Extracted data entries

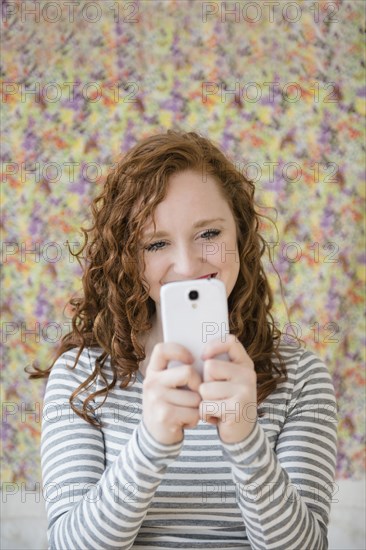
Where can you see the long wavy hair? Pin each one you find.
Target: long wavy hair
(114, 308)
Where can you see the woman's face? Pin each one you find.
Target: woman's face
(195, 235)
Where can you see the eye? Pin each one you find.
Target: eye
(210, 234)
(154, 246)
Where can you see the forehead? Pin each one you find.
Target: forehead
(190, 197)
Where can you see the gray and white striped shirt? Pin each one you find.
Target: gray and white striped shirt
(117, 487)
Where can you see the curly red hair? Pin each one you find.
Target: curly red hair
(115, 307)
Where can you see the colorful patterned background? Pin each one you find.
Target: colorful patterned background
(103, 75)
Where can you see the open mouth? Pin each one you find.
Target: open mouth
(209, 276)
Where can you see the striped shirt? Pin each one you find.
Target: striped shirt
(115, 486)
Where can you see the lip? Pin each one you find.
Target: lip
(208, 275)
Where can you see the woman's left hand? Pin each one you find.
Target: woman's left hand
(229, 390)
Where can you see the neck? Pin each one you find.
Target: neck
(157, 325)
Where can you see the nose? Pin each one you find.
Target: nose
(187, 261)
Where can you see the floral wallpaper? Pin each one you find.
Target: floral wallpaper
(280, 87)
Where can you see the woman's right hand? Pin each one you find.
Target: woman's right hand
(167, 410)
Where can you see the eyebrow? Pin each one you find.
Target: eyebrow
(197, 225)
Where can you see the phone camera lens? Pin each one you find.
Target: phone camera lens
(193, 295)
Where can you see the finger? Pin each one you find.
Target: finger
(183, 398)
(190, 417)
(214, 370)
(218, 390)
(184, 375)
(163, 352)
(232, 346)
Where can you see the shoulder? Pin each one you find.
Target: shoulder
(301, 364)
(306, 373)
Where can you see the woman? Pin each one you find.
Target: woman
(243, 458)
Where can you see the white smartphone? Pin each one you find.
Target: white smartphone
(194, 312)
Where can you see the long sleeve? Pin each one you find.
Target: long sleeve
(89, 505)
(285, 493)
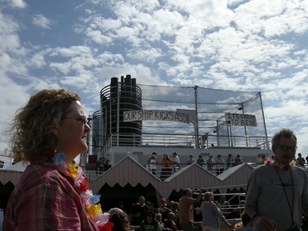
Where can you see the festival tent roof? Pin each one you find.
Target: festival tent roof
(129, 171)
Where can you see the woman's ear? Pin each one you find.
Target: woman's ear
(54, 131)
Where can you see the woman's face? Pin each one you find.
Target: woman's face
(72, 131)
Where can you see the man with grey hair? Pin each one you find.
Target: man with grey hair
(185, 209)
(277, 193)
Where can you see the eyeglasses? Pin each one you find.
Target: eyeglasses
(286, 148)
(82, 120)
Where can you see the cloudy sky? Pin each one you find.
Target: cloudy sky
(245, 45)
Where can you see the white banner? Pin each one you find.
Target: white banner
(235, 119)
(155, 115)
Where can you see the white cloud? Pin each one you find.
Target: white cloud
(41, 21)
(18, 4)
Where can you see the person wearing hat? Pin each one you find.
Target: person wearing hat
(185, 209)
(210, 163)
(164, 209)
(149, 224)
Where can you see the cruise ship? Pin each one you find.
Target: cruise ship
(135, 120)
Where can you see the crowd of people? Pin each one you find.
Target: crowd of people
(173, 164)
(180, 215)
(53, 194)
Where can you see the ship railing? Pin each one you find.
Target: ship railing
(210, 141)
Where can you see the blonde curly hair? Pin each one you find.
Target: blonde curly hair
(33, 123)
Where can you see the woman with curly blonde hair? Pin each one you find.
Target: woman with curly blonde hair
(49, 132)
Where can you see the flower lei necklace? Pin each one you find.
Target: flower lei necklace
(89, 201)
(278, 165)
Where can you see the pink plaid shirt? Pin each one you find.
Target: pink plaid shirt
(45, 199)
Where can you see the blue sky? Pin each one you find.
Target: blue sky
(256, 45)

* * *

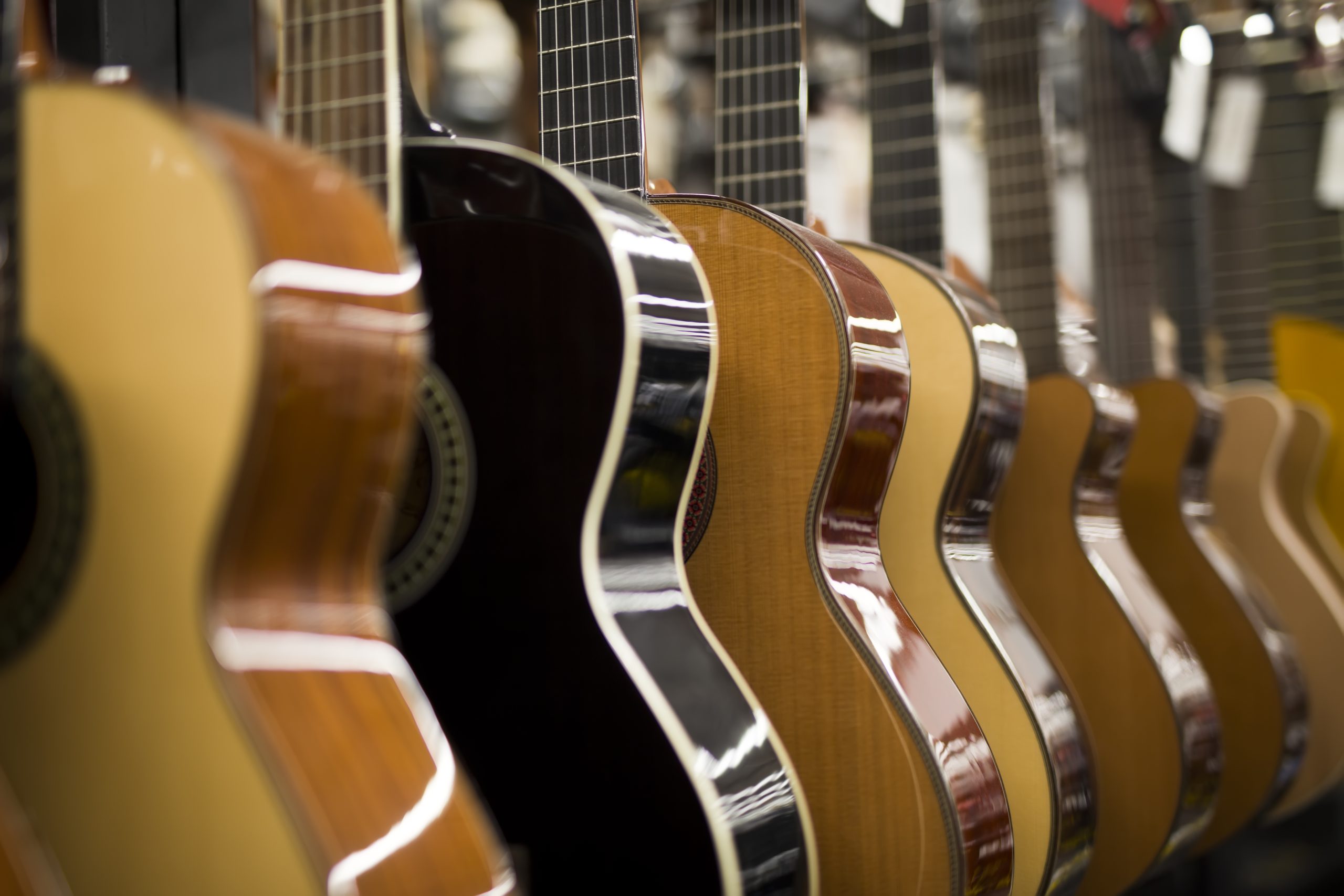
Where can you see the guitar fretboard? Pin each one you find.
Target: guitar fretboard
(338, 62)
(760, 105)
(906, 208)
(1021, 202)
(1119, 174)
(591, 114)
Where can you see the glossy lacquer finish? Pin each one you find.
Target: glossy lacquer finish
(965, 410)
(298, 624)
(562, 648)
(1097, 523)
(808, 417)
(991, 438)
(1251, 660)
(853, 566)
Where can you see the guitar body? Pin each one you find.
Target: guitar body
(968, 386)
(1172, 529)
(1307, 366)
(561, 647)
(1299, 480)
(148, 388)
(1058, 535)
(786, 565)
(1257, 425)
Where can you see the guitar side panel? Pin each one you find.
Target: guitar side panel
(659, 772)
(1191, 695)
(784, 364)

...

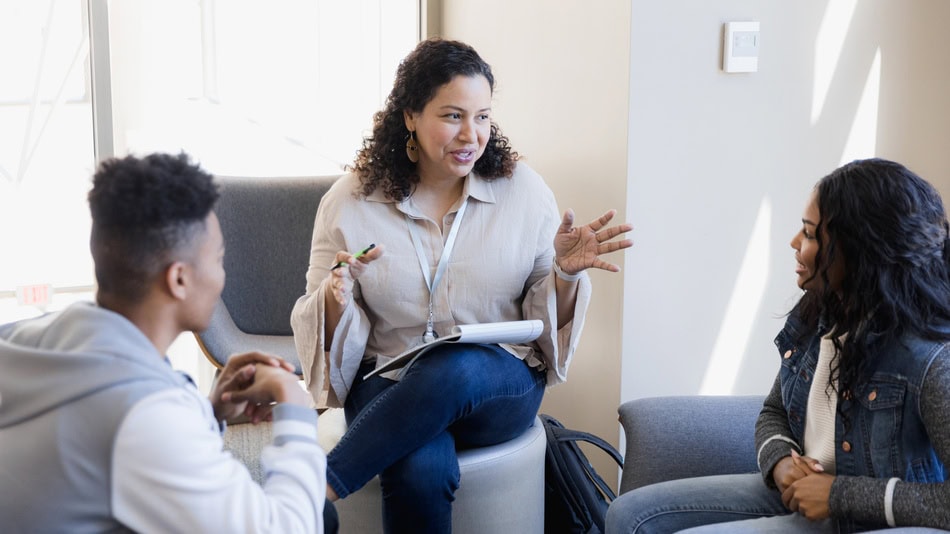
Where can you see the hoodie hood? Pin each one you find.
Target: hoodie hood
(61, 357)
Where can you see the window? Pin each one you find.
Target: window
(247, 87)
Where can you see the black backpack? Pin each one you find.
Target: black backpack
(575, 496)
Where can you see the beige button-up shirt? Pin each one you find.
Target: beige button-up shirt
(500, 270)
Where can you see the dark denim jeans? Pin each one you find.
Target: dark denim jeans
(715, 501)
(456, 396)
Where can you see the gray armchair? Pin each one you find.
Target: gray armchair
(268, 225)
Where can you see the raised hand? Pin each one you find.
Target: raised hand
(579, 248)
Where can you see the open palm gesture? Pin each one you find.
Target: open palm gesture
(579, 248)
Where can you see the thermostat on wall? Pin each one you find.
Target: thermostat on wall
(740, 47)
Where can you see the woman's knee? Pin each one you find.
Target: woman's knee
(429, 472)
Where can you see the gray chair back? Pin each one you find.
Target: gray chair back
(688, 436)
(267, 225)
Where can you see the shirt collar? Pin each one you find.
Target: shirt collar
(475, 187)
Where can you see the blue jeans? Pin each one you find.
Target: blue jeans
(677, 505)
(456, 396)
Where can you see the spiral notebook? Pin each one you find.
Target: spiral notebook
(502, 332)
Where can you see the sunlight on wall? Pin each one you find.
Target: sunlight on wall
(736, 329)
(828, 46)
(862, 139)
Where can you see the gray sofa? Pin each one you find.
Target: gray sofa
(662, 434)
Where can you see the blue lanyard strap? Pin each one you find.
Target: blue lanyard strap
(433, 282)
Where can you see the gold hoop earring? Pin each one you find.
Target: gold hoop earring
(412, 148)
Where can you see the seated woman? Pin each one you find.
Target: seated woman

■ Set problem
Repeat the entries above word for word, from the line with "Where can you see the guitar body?" to the line with "(1257, 425)", both included.

■ Exercise result
Where can you see the guitar body? Pin each one you find.
Target: guitar body
(968, 386)
(1172, 529)
(1307, 366)
(561, 647)
(1299, 480)
(148, 388)
(1058, 535)
(786, 565)
(1257, 425)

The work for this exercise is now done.